Cystic Fibrosis

Logo for 36th Annual Radnor Run

Diagnosed at the age of four with cystic fibrosis, Robert Stavenger knows the importance of clean air.

Cystic fibrosis (CF) is a genetic disease that causes thick mucus to form in the lungs, pancreas and other organs. In the lungs, this mucus blocks airways, causing lung damage and making it difficult to breathe. Air pollution is detrimental to all of us, but for patients with lung diseases, it is particularly harmful due to damaged airways being more susceptible to infection.

Being diagnosed at such a young age, Stavenger recalls how he didn’t know any other way of living. Because of that, he never thought much of his “chores” that included getting aerosol treatments and chest physical therapy twice a day.

“I was relatively healthy as a child,” Stavenger says. “The most challenging thing I remember as a child related to CF was in fourth grade. The class was discussing what we wanted to do when we were older, and I said I wanted to go to college. One friend – a very supportive friend – wondered why I would ‘waste my time,’ because I wouldn’t live much past graduation.”

Life Beyond a Cystic Fibrosis Diagnosis

Although Stavenger says this was devastating to hear, he used it as a source of motivation and decided that he would never let CF make decisions for him. This mindset helped Stavenger not only complete his undergraduate studies, but pushed him to get his PhD and to pursue a career in antibacterial drug discovery.

# Excerpted records:
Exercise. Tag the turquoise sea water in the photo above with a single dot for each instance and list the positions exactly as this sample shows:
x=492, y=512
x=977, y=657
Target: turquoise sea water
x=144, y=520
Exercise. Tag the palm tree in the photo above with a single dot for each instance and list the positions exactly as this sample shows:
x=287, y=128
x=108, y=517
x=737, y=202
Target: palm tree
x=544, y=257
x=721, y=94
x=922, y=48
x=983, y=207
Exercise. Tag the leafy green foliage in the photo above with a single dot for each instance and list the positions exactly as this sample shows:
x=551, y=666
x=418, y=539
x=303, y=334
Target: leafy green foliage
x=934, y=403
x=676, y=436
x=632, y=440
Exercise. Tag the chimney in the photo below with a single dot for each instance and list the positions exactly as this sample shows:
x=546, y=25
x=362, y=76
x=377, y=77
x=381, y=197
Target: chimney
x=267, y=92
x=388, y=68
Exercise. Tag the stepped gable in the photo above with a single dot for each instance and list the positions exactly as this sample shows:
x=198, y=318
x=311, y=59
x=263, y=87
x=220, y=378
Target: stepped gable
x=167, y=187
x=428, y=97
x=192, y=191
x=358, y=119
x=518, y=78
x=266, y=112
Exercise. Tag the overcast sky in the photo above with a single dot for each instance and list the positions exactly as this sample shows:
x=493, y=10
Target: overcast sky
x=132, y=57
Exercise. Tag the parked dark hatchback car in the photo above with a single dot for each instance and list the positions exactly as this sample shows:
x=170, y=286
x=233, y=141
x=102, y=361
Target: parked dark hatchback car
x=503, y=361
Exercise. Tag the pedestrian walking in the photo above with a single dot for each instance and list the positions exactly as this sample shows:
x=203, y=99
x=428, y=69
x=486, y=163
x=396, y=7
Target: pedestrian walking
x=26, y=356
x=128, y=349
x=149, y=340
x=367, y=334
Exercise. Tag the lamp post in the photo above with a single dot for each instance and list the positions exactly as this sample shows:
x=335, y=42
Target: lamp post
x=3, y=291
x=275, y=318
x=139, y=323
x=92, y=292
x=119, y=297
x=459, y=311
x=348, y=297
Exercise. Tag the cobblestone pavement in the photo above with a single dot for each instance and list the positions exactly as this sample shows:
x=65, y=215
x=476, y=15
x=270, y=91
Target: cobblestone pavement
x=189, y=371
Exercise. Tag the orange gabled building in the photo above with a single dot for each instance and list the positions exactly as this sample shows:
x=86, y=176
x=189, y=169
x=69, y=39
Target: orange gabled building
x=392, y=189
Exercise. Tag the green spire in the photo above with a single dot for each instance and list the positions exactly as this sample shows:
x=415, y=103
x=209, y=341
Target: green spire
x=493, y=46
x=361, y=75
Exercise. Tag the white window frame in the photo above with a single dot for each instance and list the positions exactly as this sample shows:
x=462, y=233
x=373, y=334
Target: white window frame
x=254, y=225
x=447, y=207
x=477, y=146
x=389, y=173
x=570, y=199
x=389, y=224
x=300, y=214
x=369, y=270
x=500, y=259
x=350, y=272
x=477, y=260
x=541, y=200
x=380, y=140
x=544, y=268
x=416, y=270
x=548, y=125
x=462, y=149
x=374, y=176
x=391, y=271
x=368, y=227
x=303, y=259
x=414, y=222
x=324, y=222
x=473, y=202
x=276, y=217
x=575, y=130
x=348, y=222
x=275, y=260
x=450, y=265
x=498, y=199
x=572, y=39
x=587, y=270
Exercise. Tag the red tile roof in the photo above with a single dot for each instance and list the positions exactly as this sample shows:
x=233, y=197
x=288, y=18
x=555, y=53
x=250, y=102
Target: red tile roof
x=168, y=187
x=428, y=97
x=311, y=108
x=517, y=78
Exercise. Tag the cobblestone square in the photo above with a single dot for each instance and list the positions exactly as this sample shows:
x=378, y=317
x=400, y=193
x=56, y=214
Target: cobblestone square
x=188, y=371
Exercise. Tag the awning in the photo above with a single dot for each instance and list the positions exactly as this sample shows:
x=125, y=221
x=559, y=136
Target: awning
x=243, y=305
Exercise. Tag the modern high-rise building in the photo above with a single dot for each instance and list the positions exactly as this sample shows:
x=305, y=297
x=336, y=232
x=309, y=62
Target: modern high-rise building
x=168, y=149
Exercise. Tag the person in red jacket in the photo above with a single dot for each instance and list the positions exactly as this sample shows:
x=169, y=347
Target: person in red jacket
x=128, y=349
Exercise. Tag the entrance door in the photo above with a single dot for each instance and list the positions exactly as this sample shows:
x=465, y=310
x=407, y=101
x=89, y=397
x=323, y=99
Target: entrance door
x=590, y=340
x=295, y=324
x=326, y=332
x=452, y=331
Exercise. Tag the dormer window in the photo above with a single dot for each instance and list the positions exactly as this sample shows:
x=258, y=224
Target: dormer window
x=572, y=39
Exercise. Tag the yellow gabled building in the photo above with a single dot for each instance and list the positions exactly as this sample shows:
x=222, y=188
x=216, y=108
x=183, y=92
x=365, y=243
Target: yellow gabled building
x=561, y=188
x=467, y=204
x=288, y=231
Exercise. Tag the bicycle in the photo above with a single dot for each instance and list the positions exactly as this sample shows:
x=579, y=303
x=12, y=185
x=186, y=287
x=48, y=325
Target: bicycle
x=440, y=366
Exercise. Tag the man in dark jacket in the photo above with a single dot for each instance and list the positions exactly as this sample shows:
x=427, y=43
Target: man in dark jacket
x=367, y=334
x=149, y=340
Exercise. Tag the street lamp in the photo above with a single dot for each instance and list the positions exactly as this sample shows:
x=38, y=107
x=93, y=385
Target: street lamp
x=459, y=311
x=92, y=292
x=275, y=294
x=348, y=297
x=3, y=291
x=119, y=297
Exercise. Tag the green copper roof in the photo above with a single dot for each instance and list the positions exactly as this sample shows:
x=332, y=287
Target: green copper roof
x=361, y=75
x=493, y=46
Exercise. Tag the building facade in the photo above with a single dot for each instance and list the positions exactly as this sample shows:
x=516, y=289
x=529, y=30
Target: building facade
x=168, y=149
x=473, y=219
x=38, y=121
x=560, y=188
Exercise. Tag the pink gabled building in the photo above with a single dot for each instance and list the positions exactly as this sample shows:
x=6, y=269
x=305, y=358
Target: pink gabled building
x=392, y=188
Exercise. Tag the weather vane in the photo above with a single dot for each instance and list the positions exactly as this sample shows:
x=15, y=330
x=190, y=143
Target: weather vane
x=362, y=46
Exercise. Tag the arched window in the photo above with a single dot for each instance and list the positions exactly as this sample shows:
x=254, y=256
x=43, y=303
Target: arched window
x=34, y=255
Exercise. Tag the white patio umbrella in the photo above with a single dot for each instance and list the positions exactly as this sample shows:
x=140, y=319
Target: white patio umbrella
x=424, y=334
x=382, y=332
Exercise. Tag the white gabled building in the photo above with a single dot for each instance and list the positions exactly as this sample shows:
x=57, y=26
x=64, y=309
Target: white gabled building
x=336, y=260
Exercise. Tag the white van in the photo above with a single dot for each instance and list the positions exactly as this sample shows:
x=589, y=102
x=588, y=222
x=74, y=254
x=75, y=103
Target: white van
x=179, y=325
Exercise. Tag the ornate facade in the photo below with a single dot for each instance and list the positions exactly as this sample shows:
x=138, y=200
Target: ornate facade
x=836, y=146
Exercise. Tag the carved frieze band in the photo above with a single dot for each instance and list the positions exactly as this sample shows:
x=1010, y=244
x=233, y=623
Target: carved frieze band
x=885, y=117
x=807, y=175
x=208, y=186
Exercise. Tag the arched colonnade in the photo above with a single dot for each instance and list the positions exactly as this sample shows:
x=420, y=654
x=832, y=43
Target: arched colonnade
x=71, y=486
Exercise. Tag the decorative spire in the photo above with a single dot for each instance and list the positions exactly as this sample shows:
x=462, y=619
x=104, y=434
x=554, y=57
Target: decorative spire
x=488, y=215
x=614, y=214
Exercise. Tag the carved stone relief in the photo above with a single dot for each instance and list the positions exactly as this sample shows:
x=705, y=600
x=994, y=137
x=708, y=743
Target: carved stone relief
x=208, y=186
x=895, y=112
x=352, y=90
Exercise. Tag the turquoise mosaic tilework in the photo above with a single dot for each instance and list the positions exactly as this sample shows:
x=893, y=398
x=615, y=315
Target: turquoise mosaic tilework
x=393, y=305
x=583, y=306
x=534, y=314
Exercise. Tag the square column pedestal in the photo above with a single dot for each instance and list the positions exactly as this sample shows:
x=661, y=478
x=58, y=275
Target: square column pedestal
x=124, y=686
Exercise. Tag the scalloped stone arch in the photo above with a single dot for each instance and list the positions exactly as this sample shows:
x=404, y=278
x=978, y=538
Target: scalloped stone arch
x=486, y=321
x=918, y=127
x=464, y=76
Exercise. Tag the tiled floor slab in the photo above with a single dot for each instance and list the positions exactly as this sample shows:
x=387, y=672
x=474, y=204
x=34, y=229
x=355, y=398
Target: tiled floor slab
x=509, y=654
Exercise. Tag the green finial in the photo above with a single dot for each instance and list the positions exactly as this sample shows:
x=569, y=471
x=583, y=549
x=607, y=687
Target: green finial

# Exercise tasks:
a) Answer these from the cystic fibrosis article:
(i) At what age was Robert Stavenger diagnosed with cystic fibrosis?
(ii) Which two treatments did he receive twice a day as a child?
(iii) In what field did he pursue a career after his PhD?
b) Carry on the cystic fibrosis article about Robert Stavenger, starting after its last sentence.

# Results of the exercise:
a)
(i) Four.
(ii) Aerosol treatments and chest physical therapy.
(iii) Antibacterial drug discovery.

b)
Unfortunately, during his second year of graduate school, Stavenger fell very ill and needed to be hospitalized.

“It was the night before Christmas break, and I had just finished giving a seminar,” Stavenger says. “I started coughing, and the inside of my chest felt wet. I coughed again, and a mouthful of blood appeared.”

The next morning, Stavenger called his physician and was given oral antibiotics. With little change and more bleeding events, Stavenger was rushed to the emergency room the following day, where he started a course of IV antibiotics and luckily recovered quickly.

However, over the next 15 years his health got progressively worse. Numerous hospital stays and an increase of IV antibiotics were only the start. In 2008, Stavenger became quite sick and was hospitalized for several days. During his stay, he was told that he would need supplemental oxygen 24 hours a day.

Declining Lung Function and the Need for Transplant

For two years, Stavenger continued to live his life as he always had, working full time and even traveling. His lung function continued to decline, though, and Stavenger was getting sick much more frequently. He also struggled with day-to-day activities such as playing with his daughter and his need for oxygen had gone up dramatically. Finally, one Saturday morning, things got even worse for Stavenger.

“I simply couldn’t get out of bed. I didn’t have enough energy to stand up,” Stavenger recalls. “I was taken to a local hospital to be stabilized, and then transported to Penn Medicine’s Medical Intensive Care Unit (MICU).”

While in the MICU, Stavenger’s lungs were “washed” in an attempt to cleanse them. This helped only for a bit, but his health quickly went downhill again. With few options remaining, doctors gave his wife the news: Matching lungs had been identified and surgery would occur the following day.

“I remember waking up and asking my wife if I was too sick for a transplant. Basically, if I still had any hope,” Stavenger recalls. “I had no idea the transplant had already taken place.”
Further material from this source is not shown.